§ Text under study
Start of Block

“In their elusive fluidity, the canvases insinuate motion, an eternal becoming, never pausing but always advancing — a metaphorical image of Venice herself.”
Márta Kucsora: A Dance of Fluid Modernity in Venice
Venice, a city built on water, provides a poetic backdrop for Márta Kucsora’s latest exhibition. With its shimmering canals, ever-shifting tides, and labyrinthine streets, the setting feels like an extension of the artist’s practice—a celebration of the fluid, interconnected, and ephemeral nature of existence. The exhibition, housed within the historic walls of Patricia Low Contemporary, Venezia, invites viewers to delve into a universe where paint flows like the lagoon waters, embodying both the beauty and volatility of nature.

End of Block

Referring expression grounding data

Start of Block

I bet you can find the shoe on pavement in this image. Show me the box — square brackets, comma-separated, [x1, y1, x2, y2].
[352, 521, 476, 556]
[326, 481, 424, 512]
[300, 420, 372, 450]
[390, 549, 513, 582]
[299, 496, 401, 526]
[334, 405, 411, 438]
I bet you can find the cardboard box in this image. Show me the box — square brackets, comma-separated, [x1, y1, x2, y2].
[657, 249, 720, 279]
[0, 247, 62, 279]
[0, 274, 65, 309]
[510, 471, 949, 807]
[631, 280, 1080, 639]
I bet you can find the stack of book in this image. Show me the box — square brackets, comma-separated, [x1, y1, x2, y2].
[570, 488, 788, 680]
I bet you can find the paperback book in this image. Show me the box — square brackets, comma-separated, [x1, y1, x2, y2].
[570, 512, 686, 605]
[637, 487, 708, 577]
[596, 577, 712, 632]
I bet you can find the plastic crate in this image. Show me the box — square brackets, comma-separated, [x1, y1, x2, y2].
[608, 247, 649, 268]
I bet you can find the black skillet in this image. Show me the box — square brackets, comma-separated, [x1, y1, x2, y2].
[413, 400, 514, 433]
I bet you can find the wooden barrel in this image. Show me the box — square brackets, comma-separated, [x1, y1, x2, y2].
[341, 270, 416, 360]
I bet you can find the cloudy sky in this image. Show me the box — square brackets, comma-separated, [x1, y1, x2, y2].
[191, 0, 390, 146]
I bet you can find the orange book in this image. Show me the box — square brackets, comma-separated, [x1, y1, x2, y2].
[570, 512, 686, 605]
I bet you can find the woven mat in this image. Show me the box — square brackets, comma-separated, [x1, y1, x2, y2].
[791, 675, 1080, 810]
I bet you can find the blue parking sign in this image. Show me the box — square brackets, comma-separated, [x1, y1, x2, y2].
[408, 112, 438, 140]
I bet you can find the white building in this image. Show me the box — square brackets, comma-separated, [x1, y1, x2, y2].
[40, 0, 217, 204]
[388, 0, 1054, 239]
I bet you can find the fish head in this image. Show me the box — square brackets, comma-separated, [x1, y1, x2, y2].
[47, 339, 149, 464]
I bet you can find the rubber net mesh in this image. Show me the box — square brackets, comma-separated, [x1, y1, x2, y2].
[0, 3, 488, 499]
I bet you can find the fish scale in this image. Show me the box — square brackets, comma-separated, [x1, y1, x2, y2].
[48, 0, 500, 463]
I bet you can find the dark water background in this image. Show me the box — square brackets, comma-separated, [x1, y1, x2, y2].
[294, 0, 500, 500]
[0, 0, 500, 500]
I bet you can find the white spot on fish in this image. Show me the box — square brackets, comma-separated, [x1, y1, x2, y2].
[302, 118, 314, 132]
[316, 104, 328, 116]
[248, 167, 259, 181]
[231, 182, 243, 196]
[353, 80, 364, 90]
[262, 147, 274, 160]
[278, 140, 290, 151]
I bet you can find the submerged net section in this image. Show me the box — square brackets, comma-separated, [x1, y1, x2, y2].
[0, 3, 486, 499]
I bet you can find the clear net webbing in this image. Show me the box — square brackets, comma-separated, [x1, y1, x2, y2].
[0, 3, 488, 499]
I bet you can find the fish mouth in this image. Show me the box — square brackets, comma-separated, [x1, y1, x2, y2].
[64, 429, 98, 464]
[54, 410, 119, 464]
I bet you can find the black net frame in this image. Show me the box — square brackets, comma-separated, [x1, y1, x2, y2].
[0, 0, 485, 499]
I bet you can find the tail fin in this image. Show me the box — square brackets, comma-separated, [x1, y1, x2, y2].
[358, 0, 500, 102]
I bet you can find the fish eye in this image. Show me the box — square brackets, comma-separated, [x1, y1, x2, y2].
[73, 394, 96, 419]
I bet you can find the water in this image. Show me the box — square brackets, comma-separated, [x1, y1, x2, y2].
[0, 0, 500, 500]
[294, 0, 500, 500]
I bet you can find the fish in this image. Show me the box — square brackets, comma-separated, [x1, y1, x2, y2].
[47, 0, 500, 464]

End of Block

§ Work order 1
Answer these about the text on Márta Kucsora's Venice exhibition:
(a) Which venue houses the exhibition?
(b) What is Venice described as being built on?
(c) According to the opening quotation, what do the canvases insinuate?
§ Work order 2
Print the passage of the Kucsora exhibition text between "Márta Kucsora: A" and "volatility of nature.", inclusive.

§ Answer space 1
(a) Patricia Low Contemporary, Venezia
(b) Water
(c) Motion, an eternal becoming

§ Answer space 2
Márta Kucsora: A Dance of Fluid Modernity in Venice
Venice, a city built on water, provides a poetic backdrop for Márta Kucsora’s latest exhibition. With its shimmering canals, ever-shifting tides, and labyrinthine streets, the setting feels like an extension of the artist’s practice—a celebration of the fluid, interconnected, and ephemeral nature of existence. The exhibition, housed within the historic walls of Patricia Low Contemporary, Venezia, invites viewers to delve into a universe where paint flows like the lagoon waters, embodying both the beauty and volatility of nature.